◆ **Short exercise**
In the proof about the stabilizer of a nonzero vector r in SO(n), to which group is the stabilizer of r shown to be isomorphic?

◆ **Document passage**
[start]

Proof: Let $r \in \mathbb{R}$ be an arbitrary non-zero vector. Define the satbilizer of $r$ from the rotation group $\text{SO}(n)$ $$\text{Stab}(r) = \{\, T \in \,\text{SO}(n) \, : \, T\,r = r\}$$ Furthermore, denote by $L$ the orthogonal complement of the vector $r$, which is by definition $$L = \{\, v \in \mathbb{R}^n \, : \, v \cdot r = 0 \,\}$$ Then $\dim L = n-1$ and it is $\text{Stab}(r)$ invariant, i.e. for any $v \in \mathbb{R}^n$ such that $v \cdot r = 0$ and for any $T \in \text{Stab}(r)$ \begin{align*} T\,v \cdot r = T\,v \cdot T\, r = v \cdot r = 0 \end{align*} so $T\,v \in L$. Decompose the space $$\mathbb{R}^n = L \oplus \mathbb{R} \,r$$ Then $v \in \mathbb{R}^n$ decomposes uniquely as $v = v_L + \lambda \,r$, with $v_L \in L$. For any $T \in \text{Stab}(r)$ $$T\, v = T(v_L + \lambda \,r) = T\, v_L + \lambda \,T \, r = w_L + \lambda \, r$$ where $w_L = T\,v_L \in L$. Since $\text{Stab}(r)$ is a subgorup of $\text{SO}(n)$ and as such preserves the dot product on $\mathbb{R}^n$, when restricted to $L$ it preserves the dot product on the $n-1$ dimensional subspace $L$. Moreover, if you take any linear transformation $T_L$ on $L$ that preserves the dot product, it can be extended to $T \in \text{SO}(n)$ as $$T \,v = T\, (v_L + \lambda\, r) = T_L\, v_L + \lambda\, r$$ Thus, $\text{Stab}(r)$ is the full rotation group of the $n-1$ dimensional subspace $L$ and is therefore isomorphic to $\text{SO}(n-1)$. Form the properties of $\text{SO}(n-1)$ we know that if $v \in L$ is any non-zero vector, then its orbit under $\text{Stab}(r)$ is an $n-2$ dimensional sphere, so there is always a transformation $T \in \text{Stab}(r)$ such that $T \,v \neq v$.

[end]

◆ **Records supplied**

[start]

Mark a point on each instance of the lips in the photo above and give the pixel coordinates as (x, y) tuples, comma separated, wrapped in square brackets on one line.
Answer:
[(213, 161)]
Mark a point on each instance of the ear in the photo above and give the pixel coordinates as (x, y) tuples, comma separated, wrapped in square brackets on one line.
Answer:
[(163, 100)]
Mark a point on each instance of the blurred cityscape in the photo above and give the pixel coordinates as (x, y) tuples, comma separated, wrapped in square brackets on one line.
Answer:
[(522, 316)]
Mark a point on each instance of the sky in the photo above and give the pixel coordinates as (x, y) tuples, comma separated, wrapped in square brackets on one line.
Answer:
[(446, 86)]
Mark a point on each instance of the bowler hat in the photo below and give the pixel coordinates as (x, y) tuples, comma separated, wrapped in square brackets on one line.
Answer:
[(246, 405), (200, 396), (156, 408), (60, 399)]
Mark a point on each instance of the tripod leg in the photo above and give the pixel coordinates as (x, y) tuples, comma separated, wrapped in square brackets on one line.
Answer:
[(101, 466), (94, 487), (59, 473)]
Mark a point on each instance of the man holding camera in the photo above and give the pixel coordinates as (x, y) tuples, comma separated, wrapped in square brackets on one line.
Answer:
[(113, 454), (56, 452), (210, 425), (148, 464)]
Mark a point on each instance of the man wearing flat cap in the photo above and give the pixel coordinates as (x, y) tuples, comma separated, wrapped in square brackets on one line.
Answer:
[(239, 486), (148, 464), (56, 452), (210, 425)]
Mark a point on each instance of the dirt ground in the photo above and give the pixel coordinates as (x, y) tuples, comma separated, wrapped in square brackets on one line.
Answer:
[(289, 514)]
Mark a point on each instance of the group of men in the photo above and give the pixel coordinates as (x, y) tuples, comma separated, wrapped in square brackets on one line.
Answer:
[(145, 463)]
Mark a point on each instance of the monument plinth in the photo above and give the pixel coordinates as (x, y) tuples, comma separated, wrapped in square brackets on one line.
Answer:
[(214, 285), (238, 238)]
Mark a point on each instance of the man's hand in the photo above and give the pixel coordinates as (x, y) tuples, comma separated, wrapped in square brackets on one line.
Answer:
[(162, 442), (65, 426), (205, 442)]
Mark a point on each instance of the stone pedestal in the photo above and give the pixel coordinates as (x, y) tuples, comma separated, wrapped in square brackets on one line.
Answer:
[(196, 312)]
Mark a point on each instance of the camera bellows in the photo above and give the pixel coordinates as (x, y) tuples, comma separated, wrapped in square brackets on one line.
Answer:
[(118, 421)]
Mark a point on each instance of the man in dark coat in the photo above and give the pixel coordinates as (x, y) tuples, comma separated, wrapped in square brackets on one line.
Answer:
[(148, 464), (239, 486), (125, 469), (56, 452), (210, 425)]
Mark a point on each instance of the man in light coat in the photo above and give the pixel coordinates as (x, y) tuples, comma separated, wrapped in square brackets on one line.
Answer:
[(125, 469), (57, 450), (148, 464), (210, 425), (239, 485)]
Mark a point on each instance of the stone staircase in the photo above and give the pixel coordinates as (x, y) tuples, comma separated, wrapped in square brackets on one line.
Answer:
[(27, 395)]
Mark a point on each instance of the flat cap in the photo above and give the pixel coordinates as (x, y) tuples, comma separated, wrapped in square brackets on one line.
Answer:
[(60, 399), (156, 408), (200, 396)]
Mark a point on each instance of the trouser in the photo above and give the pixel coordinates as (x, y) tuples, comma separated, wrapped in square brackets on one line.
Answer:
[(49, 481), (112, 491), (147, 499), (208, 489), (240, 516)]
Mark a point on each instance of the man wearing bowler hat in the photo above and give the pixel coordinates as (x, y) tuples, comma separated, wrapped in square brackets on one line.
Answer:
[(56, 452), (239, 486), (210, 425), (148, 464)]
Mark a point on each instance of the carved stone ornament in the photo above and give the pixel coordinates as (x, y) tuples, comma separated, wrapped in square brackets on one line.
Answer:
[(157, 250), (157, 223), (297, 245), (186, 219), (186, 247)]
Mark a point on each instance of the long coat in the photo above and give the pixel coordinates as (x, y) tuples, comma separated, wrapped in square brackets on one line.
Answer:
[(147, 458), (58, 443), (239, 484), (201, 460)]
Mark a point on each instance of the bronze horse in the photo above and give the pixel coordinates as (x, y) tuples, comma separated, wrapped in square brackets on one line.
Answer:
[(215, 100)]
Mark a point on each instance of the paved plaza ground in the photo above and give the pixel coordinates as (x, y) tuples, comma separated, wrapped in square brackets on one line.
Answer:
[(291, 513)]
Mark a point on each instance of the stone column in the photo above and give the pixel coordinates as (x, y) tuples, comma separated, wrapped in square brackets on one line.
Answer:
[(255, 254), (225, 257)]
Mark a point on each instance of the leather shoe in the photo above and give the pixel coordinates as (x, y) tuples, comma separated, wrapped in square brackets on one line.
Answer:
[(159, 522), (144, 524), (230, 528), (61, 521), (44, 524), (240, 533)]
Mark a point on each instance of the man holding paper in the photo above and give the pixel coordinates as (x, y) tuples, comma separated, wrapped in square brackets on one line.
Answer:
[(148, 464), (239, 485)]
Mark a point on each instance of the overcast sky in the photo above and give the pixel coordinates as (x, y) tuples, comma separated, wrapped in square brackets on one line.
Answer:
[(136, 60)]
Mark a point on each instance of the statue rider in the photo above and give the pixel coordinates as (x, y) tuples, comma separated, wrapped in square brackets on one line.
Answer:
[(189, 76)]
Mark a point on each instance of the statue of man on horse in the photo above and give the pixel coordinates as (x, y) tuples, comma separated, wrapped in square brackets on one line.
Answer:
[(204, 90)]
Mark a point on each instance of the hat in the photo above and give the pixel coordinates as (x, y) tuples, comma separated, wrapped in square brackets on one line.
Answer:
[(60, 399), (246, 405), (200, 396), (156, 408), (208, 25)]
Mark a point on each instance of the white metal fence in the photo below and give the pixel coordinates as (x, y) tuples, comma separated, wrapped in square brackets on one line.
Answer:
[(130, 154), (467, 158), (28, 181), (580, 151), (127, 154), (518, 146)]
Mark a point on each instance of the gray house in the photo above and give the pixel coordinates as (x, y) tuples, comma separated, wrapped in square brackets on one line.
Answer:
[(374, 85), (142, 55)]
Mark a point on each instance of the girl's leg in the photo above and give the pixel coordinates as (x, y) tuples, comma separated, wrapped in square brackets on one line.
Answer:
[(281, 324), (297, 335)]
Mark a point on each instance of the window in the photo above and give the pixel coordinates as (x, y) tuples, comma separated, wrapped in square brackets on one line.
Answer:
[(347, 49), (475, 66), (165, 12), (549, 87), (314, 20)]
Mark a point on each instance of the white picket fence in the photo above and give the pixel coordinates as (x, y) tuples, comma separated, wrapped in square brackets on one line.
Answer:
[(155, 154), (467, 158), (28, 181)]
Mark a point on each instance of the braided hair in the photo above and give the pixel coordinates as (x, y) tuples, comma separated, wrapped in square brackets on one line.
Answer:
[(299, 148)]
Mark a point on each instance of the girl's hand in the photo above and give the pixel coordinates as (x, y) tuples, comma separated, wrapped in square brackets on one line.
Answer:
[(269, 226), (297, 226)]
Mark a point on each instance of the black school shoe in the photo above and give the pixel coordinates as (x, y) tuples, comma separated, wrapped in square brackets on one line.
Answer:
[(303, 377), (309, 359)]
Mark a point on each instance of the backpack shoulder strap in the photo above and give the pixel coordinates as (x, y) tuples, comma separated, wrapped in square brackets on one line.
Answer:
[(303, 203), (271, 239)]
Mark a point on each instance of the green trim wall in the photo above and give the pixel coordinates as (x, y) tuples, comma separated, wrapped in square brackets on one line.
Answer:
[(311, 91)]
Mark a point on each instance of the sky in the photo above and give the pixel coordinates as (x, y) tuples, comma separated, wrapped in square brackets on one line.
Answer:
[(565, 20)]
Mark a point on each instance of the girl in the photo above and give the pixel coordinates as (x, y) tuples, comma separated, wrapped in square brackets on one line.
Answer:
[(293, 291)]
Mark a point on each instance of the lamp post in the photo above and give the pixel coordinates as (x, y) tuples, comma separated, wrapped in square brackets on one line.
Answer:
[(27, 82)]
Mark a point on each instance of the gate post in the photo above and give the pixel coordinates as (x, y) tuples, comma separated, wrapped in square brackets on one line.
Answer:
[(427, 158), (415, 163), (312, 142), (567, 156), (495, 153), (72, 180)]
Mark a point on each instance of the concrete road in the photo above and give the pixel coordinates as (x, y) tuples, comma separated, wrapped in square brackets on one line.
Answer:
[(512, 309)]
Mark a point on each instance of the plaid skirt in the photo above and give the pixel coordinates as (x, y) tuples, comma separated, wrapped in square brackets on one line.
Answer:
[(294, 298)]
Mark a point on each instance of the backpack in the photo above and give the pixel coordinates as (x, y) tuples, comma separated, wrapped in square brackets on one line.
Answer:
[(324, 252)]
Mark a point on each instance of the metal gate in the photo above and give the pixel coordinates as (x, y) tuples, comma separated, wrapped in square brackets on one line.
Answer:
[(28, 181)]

[end]

◆ **Output below**
SO(n−1), the full rotation group of the (n−1)-dimensional orthogonal complement L of r.